THE TASK » Pick out every line in the data below that holds "stucco".
§ §
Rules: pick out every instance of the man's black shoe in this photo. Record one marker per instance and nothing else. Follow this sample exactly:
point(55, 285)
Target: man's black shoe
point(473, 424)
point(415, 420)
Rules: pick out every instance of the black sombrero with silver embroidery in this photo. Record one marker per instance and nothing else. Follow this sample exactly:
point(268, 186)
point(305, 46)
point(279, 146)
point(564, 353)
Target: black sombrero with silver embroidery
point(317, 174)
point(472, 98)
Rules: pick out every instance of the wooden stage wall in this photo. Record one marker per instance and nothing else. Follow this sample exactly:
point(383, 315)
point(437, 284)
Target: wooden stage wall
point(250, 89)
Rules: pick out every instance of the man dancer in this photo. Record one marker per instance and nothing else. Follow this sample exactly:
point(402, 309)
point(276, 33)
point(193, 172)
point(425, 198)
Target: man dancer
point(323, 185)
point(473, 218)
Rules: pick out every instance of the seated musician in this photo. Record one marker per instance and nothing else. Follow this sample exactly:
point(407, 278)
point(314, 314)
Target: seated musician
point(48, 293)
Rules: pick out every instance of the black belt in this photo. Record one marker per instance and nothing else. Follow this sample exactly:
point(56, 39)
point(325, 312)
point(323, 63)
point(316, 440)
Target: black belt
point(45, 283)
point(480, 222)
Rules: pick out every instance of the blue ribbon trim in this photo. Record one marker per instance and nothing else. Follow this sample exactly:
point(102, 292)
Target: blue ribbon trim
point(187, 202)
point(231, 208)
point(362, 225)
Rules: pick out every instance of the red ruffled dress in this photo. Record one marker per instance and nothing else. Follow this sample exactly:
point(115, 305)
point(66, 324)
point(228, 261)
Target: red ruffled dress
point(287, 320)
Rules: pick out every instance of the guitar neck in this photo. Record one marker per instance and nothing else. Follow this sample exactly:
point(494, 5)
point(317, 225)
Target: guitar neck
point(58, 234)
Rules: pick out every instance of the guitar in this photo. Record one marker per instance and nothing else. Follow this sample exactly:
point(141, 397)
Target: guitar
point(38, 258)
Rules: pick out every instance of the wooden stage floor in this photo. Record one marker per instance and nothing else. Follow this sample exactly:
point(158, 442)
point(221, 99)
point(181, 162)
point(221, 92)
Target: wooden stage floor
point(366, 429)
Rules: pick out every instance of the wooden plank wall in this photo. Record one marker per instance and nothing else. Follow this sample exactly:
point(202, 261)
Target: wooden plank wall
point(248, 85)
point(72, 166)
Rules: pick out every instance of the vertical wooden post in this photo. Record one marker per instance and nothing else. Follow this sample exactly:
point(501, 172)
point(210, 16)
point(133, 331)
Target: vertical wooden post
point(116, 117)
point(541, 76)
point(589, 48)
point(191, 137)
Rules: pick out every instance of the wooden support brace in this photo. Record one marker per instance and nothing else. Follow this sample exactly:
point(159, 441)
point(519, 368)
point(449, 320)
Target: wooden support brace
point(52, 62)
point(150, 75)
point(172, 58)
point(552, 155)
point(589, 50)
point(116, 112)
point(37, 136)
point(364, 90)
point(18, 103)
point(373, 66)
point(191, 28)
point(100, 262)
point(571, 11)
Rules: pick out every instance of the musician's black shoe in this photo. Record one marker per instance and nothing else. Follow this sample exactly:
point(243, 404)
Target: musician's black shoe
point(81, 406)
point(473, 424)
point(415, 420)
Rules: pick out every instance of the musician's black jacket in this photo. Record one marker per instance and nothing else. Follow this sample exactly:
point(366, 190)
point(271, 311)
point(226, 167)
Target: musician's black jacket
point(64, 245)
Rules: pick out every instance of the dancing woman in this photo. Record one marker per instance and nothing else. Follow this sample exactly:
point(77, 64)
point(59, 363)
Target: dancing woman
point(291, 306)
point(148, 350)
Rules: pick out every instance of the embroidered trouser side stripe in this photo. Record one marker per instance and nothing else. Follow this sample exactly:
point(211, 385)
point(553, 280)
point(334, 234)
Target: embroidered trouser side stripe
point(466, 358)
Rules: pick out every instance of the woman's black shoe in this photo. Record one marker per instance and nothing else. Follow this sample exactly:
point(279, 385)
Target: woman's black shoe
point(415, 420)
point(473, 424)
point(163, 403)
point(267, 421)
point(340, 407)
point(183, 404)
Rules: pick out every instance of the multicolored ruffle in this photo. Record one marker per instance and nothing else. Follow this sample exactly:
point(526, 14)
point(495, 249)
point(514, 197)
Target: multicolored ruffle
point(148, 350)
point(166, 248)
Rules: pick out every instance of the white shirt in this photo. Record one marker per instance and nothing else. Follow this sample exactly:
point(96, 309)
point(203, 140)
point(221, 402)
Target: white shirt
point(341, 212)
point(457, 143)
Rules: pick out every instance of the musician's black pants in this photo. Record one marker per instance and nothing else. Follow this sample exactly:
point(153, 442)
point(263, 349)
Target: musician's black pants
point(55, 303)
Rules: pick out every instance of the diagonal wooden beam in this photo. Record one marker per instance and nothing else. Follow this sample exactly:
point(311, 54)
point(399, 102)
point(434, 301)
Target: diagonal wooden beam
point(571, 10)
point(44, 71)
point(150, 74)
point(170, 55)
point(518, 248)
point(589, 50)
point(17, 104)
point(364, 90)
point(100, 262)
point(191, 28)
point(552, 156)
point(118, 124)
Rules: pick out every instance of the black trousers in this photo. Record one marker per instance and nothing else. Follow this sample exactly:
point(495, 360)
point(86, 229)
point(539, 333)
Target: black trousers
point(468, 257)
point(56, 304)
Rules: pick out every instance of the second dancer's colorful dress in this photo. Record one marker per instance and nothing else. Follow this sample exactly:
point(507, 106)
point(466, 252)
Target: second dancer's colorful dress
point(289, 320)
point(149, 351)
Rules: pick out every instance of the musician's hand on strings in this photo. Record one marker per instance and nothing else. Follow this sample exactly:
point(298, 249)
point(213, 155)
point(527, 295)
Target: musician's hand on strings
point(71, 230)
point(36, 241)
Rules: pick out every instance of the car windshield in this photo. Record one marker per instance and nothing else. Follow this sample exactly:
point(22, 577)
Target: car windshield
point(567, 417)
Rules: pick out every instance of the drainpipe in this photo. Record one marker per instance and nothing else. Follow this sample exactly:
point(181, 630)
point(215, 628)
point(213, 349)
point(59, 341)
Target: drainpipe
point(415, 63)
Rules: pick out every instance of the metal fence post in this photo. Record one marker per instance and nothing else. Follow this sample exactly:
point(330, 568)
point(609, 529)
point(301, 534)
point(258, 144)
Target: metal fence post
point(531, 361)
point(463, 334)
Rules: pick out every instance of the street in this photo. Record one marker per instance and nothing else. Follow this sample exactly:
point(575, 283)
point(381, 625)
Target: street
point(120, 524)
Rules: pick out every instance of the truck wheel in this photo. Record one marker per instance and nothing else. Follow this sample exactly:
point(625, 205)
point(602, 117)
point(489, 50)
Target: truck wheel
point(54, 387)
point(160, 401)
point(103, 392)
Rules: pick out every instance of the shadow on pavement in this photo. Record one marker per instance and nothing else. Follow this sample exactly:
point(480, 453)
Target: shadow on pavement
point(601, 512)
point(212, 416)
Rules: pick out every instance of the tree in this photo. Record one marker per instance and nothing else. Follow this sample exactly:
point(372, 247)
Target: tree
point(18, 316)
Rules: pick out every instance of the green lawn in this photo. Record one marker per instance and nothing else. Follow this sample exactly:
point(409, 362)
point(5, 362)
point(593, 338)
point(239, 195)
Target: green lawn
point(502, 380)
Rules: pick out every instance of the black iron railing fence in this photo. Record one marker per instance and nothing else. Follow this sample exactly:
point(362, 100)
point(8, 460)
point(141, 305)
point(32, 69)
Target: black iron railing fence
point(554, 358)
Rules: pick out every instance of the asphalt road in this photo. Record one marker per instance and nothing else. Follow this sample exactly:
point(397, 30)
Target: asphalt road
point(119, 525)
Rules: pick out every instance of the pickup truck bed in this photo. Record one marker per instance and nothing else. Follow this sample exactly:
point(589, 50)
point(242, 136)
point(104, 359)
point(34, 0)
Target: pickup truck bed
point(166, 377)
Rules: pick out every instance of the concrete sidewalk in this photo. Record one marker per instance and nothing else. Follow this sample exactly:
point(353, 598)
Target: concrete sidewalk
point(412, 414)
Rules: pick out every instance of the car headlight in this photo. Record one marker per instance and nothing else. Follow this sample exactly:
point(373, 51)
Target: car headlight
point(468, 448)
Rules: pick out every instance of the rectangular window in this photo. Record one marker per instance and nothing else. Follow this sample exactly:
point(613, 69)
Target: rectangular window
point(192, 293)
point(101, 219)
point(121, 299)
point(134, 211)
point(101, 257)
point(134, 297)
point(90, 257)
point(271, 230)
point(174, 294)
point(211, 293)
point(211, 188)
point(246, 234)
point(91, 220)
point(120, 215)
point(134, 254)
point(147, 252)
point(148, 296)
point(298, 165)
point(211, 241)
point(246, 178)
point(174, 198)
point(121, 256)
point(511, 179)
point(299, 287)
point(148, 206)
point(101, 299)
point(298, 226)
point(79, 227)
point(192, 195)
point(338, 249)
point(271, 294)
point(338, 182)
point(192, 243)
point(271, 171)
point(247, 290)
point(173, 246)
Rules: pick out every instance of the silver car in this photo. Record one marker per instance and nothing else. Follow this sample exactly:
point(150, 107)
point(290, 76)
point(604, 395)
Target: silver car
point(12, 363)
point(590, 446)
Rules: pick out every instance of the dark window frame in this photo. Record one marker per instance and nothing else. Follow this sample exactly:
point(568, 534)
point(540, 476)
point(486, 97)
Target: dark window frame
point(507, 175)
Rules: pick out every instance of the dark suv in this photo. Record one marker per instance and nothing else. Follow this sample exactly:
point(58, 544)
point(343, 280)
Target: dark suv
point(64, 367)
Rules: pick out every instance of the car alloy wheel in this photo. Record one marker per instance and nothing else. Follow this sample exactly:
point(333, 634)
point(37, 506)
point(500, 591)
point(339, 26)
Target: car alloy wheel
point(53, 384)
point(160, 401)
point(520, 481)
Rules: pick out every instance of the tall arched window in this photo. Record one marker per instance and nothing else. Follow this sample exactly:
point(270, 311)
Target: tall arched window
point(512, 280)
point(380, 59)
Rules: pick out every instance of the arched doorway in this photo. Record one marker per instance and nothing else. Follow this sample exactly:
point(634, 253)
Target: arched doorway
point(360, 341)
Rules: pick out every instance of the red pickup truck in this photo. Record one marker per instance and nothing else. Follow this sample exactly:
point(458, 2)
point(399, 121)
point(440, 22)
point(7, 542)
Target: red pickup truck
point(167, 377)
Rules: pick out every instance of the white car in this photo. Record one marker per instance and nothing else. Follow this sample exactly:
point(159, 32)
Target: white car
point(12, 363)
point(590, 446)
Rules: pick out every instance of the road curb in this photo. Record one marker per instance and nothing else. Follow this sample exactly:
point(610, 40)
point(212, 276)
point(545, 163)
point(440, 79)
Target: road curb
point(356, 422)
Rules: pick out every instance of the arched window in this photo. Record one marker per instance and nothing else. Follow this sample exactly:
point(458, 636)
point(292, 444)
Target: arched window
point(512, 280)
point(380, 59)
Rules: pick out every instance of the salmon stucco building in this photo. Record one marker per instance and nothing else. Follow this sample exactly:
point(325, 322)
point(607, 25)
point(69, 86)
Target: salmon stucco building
§ §
SOLVED PROBLEM »
Rules: pick out every instance of the salmon stucco building in this photo. Record one marker per instance and nothing else. Follow this sample exactly:
Target: salmon stucco building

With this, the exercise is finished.